- **Aim of the exercise**:
Return the data that follows exactly, with each line intact.

START Data section

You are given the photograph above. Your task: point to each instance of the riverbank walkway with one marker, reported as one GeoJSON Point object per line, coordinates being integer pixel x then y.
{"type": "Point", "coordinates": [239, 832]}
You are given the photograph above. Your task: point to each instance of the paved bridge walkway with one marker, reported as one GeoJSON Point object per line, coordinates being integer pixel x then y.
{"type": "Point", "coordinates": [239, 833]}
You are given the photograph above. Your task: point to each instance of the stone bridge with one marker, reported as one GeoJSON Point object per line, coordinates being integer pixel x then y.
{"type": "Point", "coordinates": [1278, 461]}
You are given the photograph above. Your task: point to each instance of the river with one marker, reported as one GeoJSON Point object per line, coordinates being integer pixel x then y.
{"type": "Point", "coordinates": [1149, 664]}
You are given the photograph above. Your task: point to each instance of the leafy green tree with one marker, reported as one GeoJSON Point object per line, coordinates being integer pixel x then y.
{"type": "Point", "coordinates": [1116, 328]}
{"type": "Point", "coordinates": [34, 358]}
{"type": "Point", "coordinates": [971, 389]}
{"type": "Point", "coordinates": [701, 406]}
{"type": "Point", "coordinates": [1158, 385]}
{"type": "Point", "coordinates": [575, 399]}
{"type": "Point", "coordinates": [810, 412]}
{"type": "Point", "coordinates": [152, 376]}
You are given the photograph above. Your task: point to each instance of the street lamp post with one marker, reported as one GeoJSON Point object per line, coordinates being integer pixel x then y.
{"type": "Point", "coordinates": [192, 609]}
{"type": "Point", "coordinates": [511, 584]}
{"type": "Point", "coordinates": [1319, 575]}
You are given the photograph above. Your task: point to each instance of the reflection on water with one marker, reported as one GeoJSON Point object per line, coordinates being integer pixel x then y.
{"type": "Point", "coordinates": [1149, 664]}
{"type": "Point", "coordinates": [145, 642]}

END Data section

- **Your solution**:
You are given the photograph above. Your task: point to each instance of the riverbank walkway with one marker, reported as one GeoJSON Point object per line, coordinates being integer pixel x then y.
{"type": "Point", "coordinates": [239, 832]}
You are given the photograph above. Your task: point to each instance of the paved bridge walkway with one marker, reported as one GeoJSON Point object per line, coordinates being integer pixel x then y.
{"type": "Point", "coordinates": [239, 833]}
You are given the photograph above. Your task: point to each instance of the stone bridge with one marker, reported as one GeoJSON Point object per line, coordinates being integer pixel x then y.
{"type": "Point", "coordinates": [1278, 461]}
You are given the photograph above. Your task: point to each instance of the river with one marker, reported as one GeoJSON Point object per line, coordinates being integer pixel x then y.
{"type": "Point", "coordinates": [1149, 664]}
You are given the photograph above. Your task: point to each instance of the leafy green tree with one marker, reported as one GeoJSON Point object per line, coordinates being integer pixel x then y.
{"type": "Point", "coordinates": [1116, 328]}
{"type": "Point", "coordinates": [34, 358]}
{"type": "Point", "coordinates": [971, 389]}
{"type": "Point", "coordinates": [701, 406]}
{"type": "Point", "coordinates": [1158, 385]}
{"type": "Point", "coordinates": [575, 399]}
{"type": "Point", "coordinates": [810, 412]}
{"type": "Point", "coordinates": [152, 376]}
You are given the photograph above. Your task: point to each instance of the street lamp post with one marker, reported as one GeoJSON Point object per line, coordinates being integer pixel x then y.
{"type": "Point", "coordinates": [192, 609]}
{"type": "Point", "coordinates": [511, 584]}
{"type": "Point", "coordinates": [1319, 575]}
You are given the photograph above. Your task: point to each instance of the reflection on water with one marker, reported as one GeoJSON Point object per line, coordinates being integer pixel x then y.
{"type": "Point", "coordinates": [1149, 664]}
{"type": "Point", "coordinates": [145, 642]}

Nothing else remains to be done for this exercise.